(Shape labeling records)
──────────────────────────────

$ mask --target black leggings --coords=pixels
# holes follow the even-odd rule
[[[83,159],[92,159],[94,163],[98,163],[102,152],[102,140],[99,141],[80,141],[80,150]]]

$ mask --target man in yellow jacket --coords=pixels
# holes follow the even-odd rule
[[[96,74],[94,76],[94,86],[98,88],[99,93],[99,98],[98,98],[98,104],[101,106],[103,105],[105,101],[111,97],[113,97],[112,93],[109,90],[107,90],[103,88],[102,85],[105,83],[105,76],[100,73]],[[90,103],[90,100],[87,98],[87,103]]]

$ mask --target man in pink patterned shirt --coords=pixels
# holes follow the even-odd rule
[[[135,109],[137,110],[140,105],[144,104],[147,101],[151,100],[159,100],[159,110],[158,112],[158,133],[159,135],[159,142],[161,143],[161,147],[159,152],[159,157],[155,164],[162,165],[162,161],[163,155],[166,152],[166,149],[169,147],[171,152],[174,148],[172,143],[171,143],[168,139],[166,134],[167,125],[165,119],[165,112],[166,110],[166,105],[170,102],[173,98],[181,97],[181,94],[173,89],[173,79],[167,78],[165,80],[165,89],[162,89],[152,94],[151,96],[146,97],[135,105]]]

──────────────────────────────

AIM
Update the rows above by replacing every "even-odd rule" with "nonzero rule", and keep everything else unchanged.

WRITTEN REPLY
$ mask --target black leggings --coords=pixels
# holes follow the nonzero rule
[[[83,159],[92,159],[94,163],[98,163],[102,152],[102,140],[99,141],[80,141],[80,150]]]

$ mask --target man in yellow jacket --coords=pixels
# holes follow the nonzero rule
[[[96,74],[94,76],[94,86],[98,88],[99,93],[99,98],[98,98],[98,104],[101,106],[103,105],[105,101],[111,97],[113,97],[112,93],[109,90],[107,90],[103,88],[102,85],[105,83],[105,76],[100,73]],[[90,103],[90,100],[87,98],[87,103]]]

$ mask --target man in pink patterned shirt --coords=pixels
# holes follow the nonzero rule
[[[135,109],[137,110],[140,105],[144,104],[147,101],[151,100],[159,100],[159,110],[158,112],[158,133],[159,135],[159,142],[161,143],[161,147],[159,152],[159,157],[155,164],[162,165],[162,161],[163,155],[166,152],[166,149],[169,147],[171,152],[174,148],[172,143],[171,143],[168,139],[166,134],[167,125],[165,119],[165,112],[166,110],[166,105],[170,102],[173,98],[181,97],[181,94],[173,89],[173,79],[167,78],[165,80],[165,89],[162,89],[152,94],[151,96],[146,97],[135,105]]]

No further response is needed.